--- PROBLEM DESCRIPTION ---
Please carry the loan agreement section on conditions for later loans forward from its last sentence.

--- READING PASSAGE ---
5.2. CONDITIONS PRECEDENT TO ALL SUBSEQUENT LOANS. The obligation of
each Lender to make any Loan requested to be made by it on any date after the
Initial Funding Date is subject to the following conditions precedent as of each
such date:
(a) REPRESENTATIONS AND WARRANTIES. As of such date, both before and
after giving effect to the Loans to be made on such date, all of the
representations and warranties of each Borrower contained in this Loan Agreement
and in any other Loan Document (other than representations and warranties which
expressly speak as of a different date) shall be true and correct in all
material respects.
(b) NO DEFAULTS. No Default or Event of Default shall have occurred
and be continuing or would result from the making of the requested Loan.

--- RECORDS SUPPLIED ---
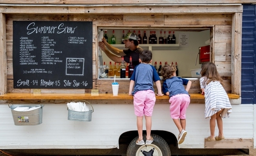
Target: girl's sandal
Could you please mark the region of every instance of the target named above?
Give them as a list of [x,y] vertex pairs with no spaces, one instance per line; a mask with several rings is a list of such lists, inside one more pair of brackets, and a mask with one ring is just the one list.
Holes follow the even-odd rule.
[[207,138],[207,140],[208,141],[215,141],[215,138],[211,138],[210,136],[208,137],[208,138]]
[[215,137],[215,139],[216,140],[222,140],[225,139],[225,138],[224,136],[222,136],[220,137],[219,137],[218,136],[216,136]]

--- RESPONSE ---
(c) NO LEGAL IMPEDIMENTS. No law, regulation, order, judgment or
decree of any Governmental Authority shall, and no Lender shall have received
notice that, in the reasonable judgment of such Lender, litigation is pending or
threatened which is likely to, enjoin, prohibit or restrain, or impose or result
in the imposition of any material adverse condition upon, such Lender's making
of the requested Loan.
(d) NO MATERIAL ADVERSE EFFECT. No Borrower shall have received
written notice that an event has occurred since the date of this Agreement which
has had and continues to have, or is reasonably likely to have, a Material
Adverse Effect.
(e) COMPENSATION. All obligations of Borrowers to pay fees and
provide compensation and reimbursement of costs and expenses to Agent or their
designees as of the Funding Date hereunder or otherwise in connection with the
financing contemplated hereby shall have been satisfied.
(f) MAXIMUM AVAILABILITY. After the making of the Loans on any
Funding Date, the aggregate Outstanding Amount shall not exceed the Maximum
Availability.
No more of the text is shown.